# Goal of the exercise:
Begin at the line containing "Target: shirt collar" in the data below and go on through the line containing "Return one point per instance of the man's mouth, each", repeating each line exactly; include both ends and no other line.

# Saved entries:
* * * * *

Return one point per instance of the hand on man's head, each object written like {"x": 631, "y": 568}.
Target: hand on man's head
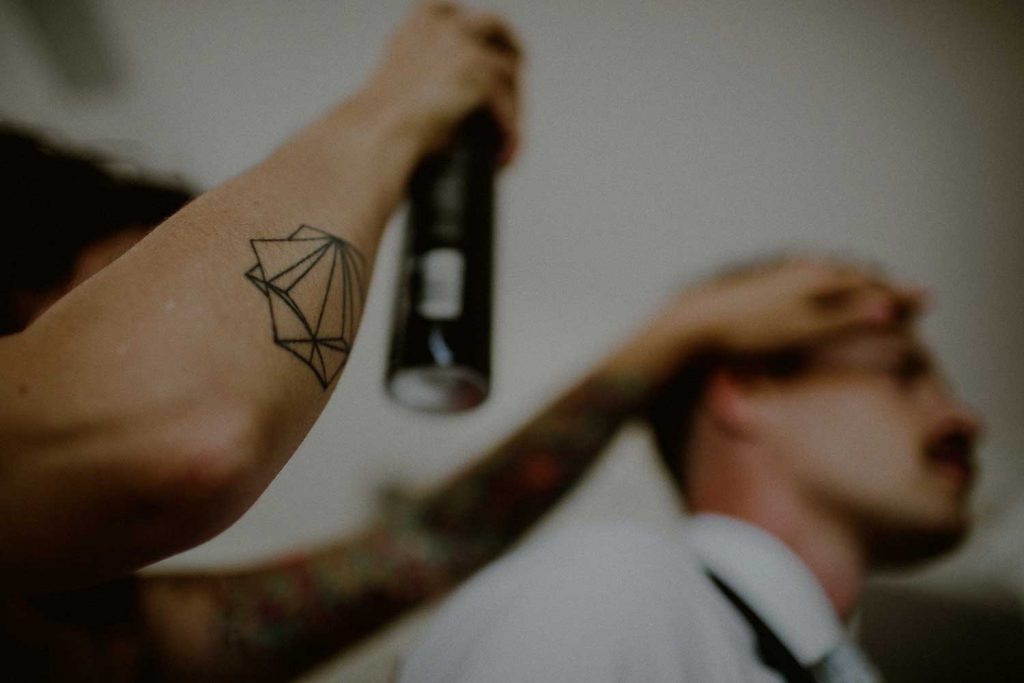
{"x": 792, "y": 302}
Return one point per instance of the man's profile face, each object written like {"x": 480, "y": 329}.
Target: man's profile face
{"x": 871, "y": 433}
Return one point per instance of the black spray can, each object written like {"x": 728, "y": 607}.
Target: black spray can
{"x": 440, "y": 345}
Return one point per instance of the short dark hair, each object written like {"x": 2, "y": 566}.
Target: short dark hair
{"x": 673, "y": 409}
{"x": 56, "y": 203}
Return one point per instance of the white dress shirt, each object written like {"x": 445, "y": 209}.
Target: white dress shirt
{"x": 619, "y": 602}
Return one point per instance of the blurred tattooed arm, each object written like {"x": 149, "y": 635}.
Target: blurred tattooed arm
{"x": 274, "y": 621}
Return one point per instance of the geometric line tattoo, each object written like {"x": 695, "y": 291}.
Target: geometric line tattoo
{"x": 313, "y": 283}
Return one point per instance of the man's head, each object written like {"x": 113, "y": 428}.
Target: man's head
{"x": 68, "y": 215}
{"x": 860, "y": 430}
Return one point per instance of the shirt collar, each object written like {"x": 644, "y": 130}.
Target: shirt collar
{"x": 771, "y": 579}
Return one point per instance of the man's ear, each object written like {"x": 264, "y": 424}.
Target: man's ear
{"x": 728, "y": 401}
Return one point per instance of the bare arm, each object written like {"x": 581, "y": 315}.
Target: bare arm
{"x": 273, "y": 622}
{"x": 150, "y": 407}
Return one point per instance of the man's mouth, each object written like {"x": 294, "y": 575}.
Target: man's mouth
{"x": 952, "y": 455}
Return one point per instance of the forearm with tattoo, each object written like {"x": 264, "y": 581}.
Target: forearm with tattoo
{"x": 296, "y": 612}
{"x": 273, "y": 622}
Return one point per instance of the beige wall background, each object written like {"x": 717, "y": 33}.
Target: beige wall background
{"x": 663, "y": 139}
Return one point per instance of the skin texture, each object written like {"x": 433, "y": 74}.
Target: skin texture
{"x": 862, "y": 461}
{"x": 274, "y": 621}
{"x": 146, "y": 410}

* * * * *

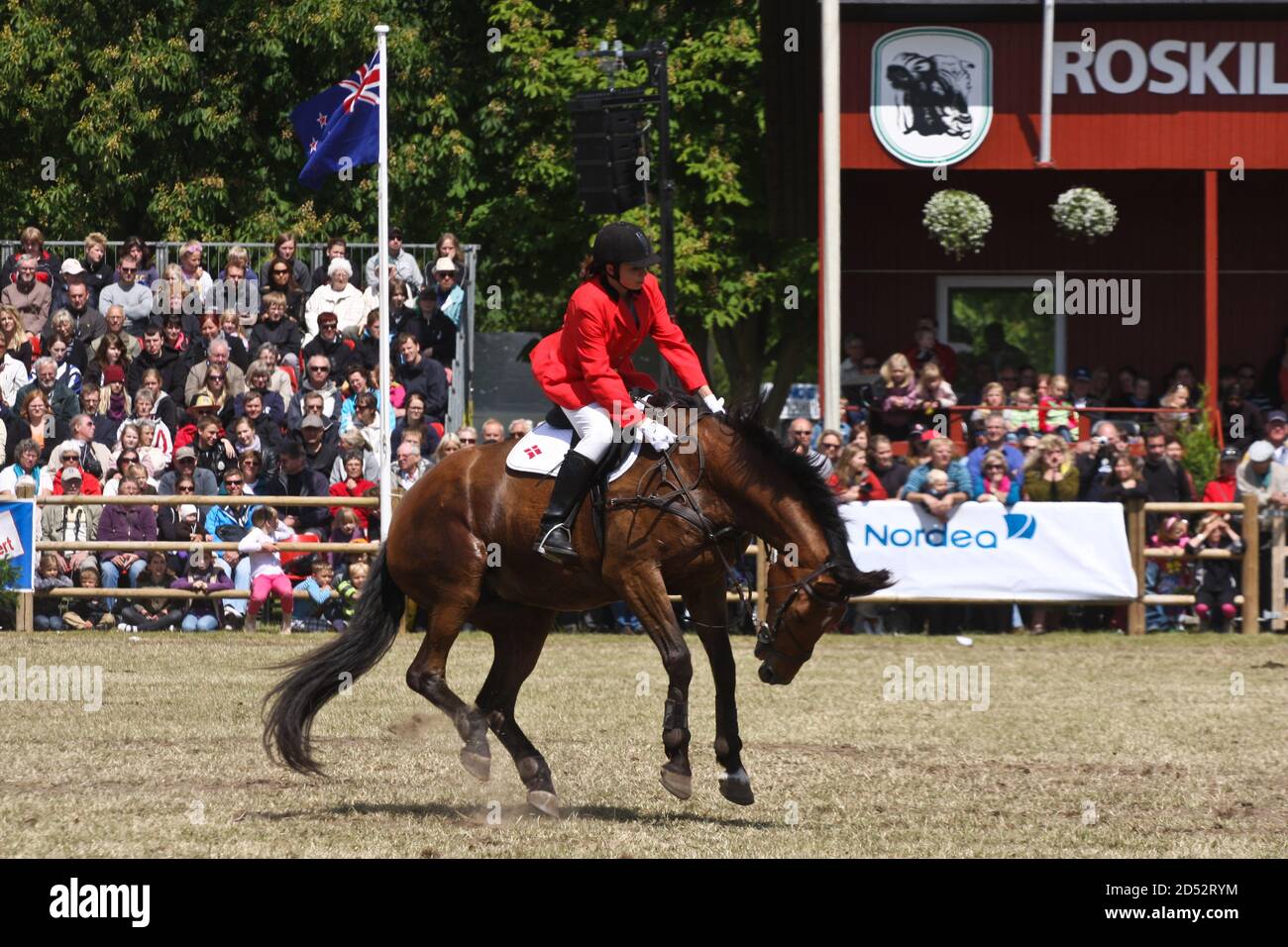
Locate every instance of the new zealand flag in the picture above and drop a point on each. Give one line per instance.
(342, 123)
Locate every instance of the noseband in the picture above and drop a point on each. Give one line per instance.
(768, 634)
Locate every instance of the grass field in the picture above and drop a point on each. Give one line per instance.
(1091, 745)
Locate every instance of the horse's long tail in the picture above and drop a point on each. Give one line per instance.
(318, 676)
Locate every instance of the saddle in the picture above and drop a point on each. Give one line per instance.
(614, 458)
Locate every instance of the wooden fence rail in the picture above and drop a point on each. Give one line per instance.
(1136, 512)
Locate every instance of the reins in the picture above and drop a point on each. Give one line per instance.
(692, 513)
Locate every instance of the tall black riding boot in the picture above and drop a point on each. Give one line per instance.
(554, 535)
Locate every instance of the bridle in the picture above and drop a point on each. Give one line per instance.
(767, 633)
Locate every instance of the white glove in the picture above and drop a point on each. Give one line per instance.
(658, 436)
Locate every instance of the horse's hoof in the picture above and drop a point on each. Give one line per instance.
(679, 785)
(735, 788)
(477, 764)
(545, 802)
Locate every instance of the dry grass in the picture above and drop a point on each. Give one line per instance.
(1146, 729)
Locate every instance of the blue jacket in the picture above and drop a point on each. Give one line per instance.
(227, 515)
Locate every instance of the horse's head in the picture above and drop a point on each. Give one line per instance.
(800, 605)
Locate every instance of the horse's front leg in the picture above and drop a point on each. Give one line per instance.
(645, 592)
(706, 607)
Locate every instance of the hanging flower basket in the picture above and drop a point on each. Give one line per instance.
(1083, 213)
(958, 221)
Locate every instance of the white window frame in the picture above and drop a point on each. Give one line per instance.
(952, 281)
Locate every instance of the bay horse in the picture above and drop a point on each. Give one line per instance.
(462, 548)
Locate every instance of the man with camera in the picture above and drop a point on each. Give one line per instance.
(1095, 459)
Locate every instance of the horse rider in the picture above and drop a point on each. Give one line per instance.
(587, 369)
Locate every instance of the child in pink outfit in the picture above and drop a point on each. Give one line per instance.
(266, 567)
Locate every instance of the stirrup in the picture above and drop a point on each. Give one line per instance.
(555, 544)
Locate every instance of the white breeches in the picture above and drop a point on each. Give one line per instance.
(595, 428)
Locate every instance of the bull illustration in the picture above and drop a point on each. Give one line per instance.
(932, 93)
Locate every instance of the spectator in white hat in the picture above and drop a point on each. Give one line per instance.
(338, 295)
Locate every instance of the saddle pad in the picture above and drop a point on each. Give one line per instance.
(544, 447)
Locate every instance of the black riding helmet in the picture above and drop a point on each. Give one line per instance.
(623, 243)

* * * * *

# Exercise solution:
Target: shirt collar
{"x": 771, "y": 579}
Return one point per instance of the man's ear, each object written like {"x": 264, "y": 424}.
Target: man's ear
{"x": 728, "y": 401}
Return one point per instance of the bare arm, each object written like {"x": 581, "y": 315}.
Target: bare arm
{"x": 273, "y": 622}
{"x": 150, "y": 407}
Return one point per instance of the man's mouth, each object written like {"x": 294, "y": 575}.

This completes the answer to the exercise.